[AIM OF THE TASK]:
Reproduce the rows below verbatim, from the first line through the line that contains "86], [58, 113]]", including both of those lines.

____________________

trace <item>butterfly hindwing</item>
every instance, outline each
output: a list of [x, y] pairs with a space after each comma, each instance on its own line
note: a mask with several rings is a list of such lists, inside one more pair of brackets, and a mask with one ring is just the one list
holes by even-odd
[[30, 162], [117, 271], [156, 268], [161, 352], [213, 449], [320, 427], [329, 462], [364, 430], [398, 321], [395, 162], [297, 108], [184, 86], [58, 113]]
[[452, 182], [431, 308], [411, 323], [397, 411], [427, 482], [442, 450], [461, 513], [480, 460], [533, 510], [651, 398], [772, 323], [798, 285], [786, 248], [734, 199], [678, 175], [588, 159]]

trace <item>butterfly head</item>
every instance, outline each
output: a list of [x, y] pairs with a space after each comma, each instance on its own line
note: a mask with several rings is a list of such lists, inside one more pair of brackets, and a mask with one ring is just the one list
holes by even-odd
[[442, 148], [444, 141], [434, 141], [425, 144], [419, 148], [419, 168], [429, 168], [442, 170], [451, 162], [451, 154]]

____________________

[RESPONSE TO THIS EXERCISE]:
trace <item>butterfly hindwing</item>
every instance, outline each
output: a list of [x, y] pairs with a space after each comma, each instance on its own line
note: a mask with several rings is a list of such lists, inside one more pair of brackets, and a mask with one ring is just the one list
holes by even-odd
[[30, 162], [117, 271], [156, 268], [161, 352], [213, 449], [320, 427], [329, 462], [364, 430], [398, 321], [395, 162], [297, 108], [184, 86], [58, 113]]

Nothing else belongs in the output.